Wine tasting: Wine tasting in Corsica is not just about wine but a special moment as wine is part of traditions and gastronomy…To sip a glass of wine is a way to share the Corsican way of life and to meet enthusiast and fascinating people.

Nine AOC-labelled regions to discover, more than 100 domains to visit and hundreds of wines to taste…Corsican wines are rich of thousands of years of history and have gained international recognition.

The geological complexity combined with the specific Mediterranean climate give Corsican wines a character that is unique and varietals that are remarkable.

Niellucciu, Sciaccarellu and Vermentinu are the most noble types of grapes and give rise to structured red, aromatic whites, and light rosé…

Cheese: There are plenty of ewe’s and goat’s milk cheeses to discover: creamy, soft, semi-hard or hard-pressed, they’re all so tasty. From December to June, the island produces a speciality: the Brocciu (AOC labelled). Made from the whey of goat’s milk, it can be eaten either fresh and creamy or aged and used in various dishes such as pasta or omelette.

* GIVEN DATA:
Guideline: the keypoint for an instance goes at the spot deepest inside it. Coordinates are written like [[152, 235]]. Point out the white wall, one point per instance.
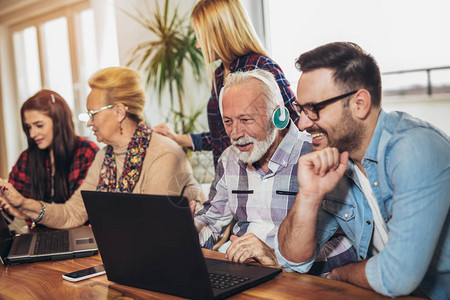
[[434, 109]]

* WRITTEN TASKS:
1. In the Corsica wine and cheese text, during which months does the island produce Brocciu?
2. Supply the next few sentences of the Corsica wine and cheese text, picking up after its final sentence.
The data has no connection to the Corsica wine and cheese text.

* ANSWERS GIVEN:
1. From December to June.

2.
Charcuterie : Charcuterie is probably the most popular speciality and curing meat is a traditional art. The Prisuttu, lonzu and coppa have a unique flavour. Elaborated from the ‘porcu nustrale’, that is the local free-range pig that feeds directly on chestnuts, acorns and plants of the maquis. In the winter, the so tasty figatellu, a fairly fat liver sausage, and the chesnut flour pulenda complete the plates.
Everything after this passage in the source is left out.